Task instructions :: Search the records below for the line containing "Localize the muddy". Output that line and all later lines exactly; output nothing else.

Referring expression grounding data
= Beginning of Section =

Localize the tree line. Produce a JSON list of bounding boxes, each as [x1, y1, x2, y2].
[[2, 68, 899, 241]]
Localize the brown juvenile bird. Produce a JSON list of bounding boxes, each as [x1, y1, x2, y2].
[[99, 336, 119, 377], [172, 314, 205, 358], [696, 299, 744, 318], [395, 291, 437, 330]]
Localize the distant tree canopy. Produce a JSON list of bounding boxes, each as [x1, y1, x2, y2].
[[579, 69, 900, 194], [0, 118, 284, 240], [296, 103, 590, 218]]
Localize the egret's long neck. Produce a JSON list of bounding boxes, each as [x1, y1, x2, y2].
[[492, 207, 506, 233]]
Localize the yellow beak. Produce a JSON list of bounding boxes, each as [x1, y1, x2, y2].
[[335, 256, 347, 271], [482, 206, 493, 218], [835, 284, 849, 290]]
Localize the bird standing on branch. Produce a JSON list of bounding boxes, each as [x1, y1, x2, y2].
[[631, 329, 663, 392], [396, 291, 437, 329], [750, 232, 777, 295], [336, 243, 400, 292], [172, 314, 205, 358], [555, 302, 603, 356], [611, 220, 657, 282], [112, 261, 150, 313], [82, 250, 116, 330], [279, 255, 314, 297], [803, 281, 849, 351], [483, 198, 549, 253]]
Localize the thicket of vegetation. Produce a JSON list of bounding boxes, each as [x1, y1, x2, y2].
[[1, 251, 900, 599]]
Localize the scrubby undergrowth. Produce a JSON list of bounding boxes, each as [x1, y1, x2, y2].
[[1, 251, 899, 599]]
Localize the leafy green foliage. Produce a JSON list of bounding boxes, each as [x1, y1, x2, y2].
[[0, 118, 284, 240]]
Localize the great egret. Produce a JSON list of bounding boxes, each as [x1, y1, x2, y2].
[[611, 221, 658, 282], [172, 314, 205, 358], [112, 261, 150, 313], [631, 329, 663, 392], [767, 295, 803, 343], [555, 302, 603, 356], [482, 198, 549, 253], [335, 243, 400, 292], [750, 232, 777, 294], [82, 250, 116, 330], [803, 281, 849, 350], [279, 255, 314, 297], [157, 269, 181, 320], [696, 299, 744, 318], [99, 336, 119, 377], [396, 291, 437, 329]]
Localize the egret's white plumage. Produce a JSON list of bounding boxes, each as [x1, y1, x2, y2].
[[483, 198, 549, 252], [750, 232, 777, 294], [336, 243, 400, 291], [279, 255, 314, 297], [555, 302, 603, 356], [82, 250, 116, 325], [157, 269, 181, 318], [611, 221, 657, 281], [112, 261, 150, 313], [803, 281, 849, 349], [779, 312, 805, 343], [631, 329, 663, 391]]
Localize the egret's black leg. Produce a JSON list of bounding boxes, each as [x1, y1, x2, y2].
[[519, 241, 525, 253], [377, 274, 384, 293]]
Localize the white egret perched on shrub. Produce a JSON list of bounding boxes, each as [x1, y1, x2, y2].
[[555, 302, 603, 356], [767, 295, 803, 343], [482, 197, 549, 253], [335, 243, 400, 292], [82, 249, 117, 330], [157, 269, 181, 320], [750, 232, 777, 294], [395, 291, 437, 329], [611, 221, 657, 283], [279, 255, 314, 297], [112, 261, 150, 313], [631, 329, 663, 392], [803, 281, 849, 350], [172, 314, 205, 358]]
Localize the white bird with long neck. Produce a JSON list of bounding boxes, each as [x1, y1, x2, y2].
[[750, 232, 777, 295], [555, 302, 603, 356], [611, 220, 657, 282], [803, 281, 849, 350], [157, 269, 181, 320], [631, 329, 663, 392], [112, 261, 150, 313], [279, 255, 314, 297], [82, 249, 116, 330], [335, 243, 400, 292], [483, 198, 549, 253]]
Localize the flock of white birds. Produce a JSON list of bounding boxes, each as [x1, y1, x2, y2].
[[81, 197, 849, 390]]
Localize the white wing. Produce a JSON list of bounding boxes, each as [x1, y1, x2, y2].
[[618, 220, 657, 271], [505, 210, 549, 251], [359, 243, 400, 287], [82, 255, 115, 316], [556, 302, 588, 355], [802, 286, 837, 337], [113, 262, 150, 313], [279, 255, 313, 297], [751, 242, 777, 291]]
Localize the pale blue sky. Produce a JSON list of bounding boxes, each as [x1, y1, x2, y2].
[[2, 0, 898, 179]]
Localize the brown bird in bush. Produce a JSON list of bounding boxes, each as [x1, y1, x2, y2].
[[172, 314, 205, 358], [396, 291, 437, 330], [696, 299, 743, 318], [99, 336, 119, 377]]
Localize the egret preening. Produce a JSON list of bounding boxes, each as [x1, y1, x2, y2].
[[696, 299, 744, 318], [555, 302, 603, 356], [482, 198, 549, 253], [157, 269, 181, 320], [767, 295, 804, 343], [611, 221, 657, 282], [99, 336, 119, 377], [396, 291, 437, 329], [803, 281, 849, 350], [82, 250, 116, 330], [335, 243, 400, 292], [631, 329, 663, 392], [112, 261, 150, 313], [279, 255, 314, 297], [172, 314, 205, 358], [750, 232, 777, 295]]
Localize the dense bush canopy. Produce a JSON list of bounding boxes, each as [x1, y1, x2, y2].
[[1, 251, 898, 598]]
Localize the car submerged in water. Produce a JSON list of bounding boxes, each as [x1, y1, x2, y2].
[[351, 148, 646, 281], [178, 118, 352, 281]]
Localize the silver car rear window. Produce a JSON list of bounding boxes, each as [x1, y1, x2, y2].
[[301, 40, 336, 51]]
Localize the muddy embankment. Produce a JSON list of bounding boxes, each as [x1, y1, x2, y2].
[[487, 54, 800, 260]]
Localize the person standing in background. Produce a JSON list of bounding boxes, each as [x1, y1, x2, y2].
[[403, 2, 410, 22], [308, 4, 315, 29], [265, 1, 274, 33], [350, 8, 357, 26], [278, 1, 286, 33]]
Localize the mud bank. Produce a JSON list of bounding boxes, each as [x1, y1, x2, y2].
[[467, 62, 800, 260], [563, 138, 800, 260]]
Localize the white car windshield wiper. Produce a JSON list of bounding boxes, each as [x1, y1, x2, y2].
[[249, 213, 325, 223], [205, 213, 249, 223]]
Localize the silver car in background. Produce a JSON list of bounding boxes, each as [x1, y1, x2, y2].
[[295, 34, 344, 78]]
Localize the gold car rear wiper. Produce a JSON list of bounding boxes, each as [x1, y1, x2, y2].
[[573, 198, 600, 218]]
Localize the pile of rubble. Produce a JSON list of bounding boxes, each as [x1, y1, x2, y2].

= End of Section =

The answer ::
Localize the muddy embankment. Produce a JSON list of bounding boxes, each as [x1, y1, x2, y2].
[[487, 54, 800, 260]]
Localize the person standing in background. Produce a JSON list of bounding boxes, each as [x1, y1, x2, y2].
[[403, 2, 410, 22], [308, 4, 315, 29], [265, 1, 274, 33], [350, 8, 357, 26], [278, 1, 286, 33]]
Localize the mud bank. Produce a JSON list of bounding boxes, each as [x1, y1, x2, y2].
[[467, 62, 800, 260], [563, 138, 800, 260]]
Localize the white car windshield wiper. Produce a JSON list of bounding boxes, each as [x1, y1, x2, y2].
[[249, 213, 325, 223], [205, 213, 249, 223]]
Localize the silver car in background. Produce a JSON list of bounding boxes, each as [x1, y1, x2, y2].
[[295, 34, 344, 78]]
Localize the gold car rear wiper. Produce a JSON list of bounding boxes, each as [x1, y1, x2, y2].
[[573, 198, 600, 218]]
Localize the pile of rubble. Produce a JSON list of bounding boxes, each as [x1, y1, x2, y2].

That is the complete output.